Passage provided:
-*-*-
Your cat’s kidneys filter and remove toxic waste products from the cat’s blood via the urine. They also regulate calcium and vitamin D levels, maintain the cat’s level of hydration and secrete the hormone responsible for red blood cell production.

Acute cat kidney disease occurs suddenly and is rare in cats but, with prompt recognition and treatment, it is generally reversible. Chronic feline kidney disease occurs as the kidneys deteriorate slowly over a cat’s lifetime. This is the most common situation and is called chronic renal (or kidney) disease (CRD). CRD is not reversible and signs generally don’t occur until 80 percent of kidney function is lost.

CAUSES OF CAT KIDNEY PROBLEMS

Cat Chronic Kidney Failure– A variety of chronic conditions causing exaggerated abnormal allergic type and/or immune reactions can result in Chronic Kidney Disease in cats.

  • Chronic Dental Disease
  • Chronic bacterial and viral infections
  • Chronic skin allergies
  • IBD and hormonal disorders like Diabetes
  • Blood pressure too high or too low
  • Dehydration
  • Trauma
  • Improper diet, excess phosphorus and protein

TIP: Long term excessive urination and excessive drinking are the most common initial signs of chronic kidney failure.

WHAT YOU AND YOUR VET CAN DO

Cat Get Sub Q Fluids

Diagnostics:

Routine lab tests (blood, urine) don’t reveal CRD until 75 to 80 percent of your cats kidney function is lost. X-rays and ultrasound allow visualization of the kidneys. A biopsy confirms the exact diagnosis. Local anesthesia and ultrasound are used to aid removal of a tiny piece of kidney tissue and/or cells which are examined under the microscope.

Fluid therapy to correct dehydration is the single most important factor in treatment. Without normal kidney function toxins, like Ammonia, normally eliminated in the urine build up in the blood and cause serious damage like vomiting, diarrhea, appetite loss, anemia, heart problems, and dementia. Fluids may be given under the skin or through a catheter (tube) inserted into a vein. Some owners learn to give fluids under the skin at home as seen in the photo on the left.

  • Dialysis machines that filter toxins from the blood and kidney transplants are available in extreme cases.
  • Special diets with restricted levels of protein and phosphorus reduce the toxic waste load on the kidneys.
  • Calcitrol is a form of activated Vitamin D, (a hormone) that helps prevent progression of kidney disease. It is given by mouth daily and is excellent.
-*-*-
Work instruction A: What does the passage on cat kidney disease name as the most common initial signs of chronic kidney failure?
Work instruction B: Using the passage on cat kidney disease, explain why cats with kidney disease are put on special diets with restricted protein and phosphorus.
Work instruction C: Continue the passage on cat kidney disease from its final sentence.
The data that comes next is separate material and has no connection to the passage on cat kidney disease.

Data segment:
-*-*-
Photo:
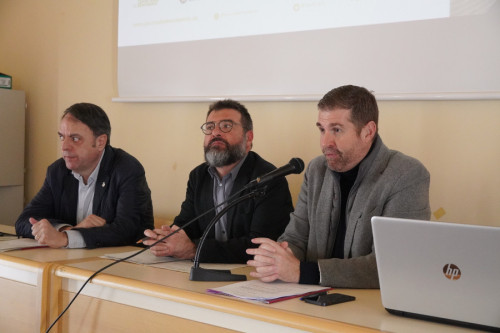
-*-*-
Answer A: Long-term excessive urination and excessive drinking.

Answer B: These diets reduce the toxic waste load on the kidneys. The passage also lists an improper diet with excess phosphorus and protein among the causes of kidney problems in cats.

Answer C:
  • Ambodipine (Norvasc R) safely reduces blood pressure when necessary to prevent Hypertension.
  • Tumil-K is a potassium source which is often low in these cats due to lack of appetite. Appetite stimulants may be needed.

COMPLEMENTARY CAT KIDNEY THERAPY

Vitamins

  • B Vitamins and Iron help combat Feline Anemia which is often present with CRD because the kidneys normally makes hormone that stimulates red blood cell production.
  • Vitamin B Complex – 5 milligrams daily
  • Vitamin C powder – 250 mg 3 times per day
  • Vitamin E – 400 Iu (international units) once a week
  • Vitamin A – 10,000 Iu (international units) once a week
  • Glandular – beef kidney – available at grocery stores – cats enjoy this
  • Paaws Cat Vitamins are comprehensive and very helpful for kidnet disorders

CAT KIDNEY HERBAL REMEDIES

  • Kombu broth – seaweed rich in minerals and low in sodium
  • Parsley tea – 1 Tsp herb taken internally is high in minerals, Vitamins A, B, C and Potassium.
  • Horsetail Grass infusion
  • Hornbeam is a Bach Flower Remedy used for cold, weak cats – 3 drops daily

About the Author:

Integrative Veterinarian Dr. Carol Osborne, DVM

Dr. Carol Osborne, DVM, is an Integrative Veterinarian currently practicing in Chagrin Falls, Ohio.  She is the founder and director of the Chagrin Falls Veterinary Center in Chagrin Falls, Ohio. Chagrin Falls Veterinary Center is the 1st Integrative Pet Wellness Center in N.E., Ohio.

In addition to offering traditional medical and surgical veterinary services for dogs and cats, Dr. Osborne complements that with a natural, holistic approach to your pets health. She also addresses your pets diet and nutrition and when possible offers natural remedies and vitamin-mineral-antioxidant supplements to compliment traditional medications and therapies.

This comprehensive approach to your pets health is individualized and specifically geared to optimize your pets wellness,  boost internal immunity, speed healing and restore natural homeostasis. To set up a visit for your dog and/or cat, begin by calling 440-247-5901.

Dr. Osborne also offers pet health consultations for her out of town clients. To schedule a consultation for your pet call toll free: 1-866-372-2765.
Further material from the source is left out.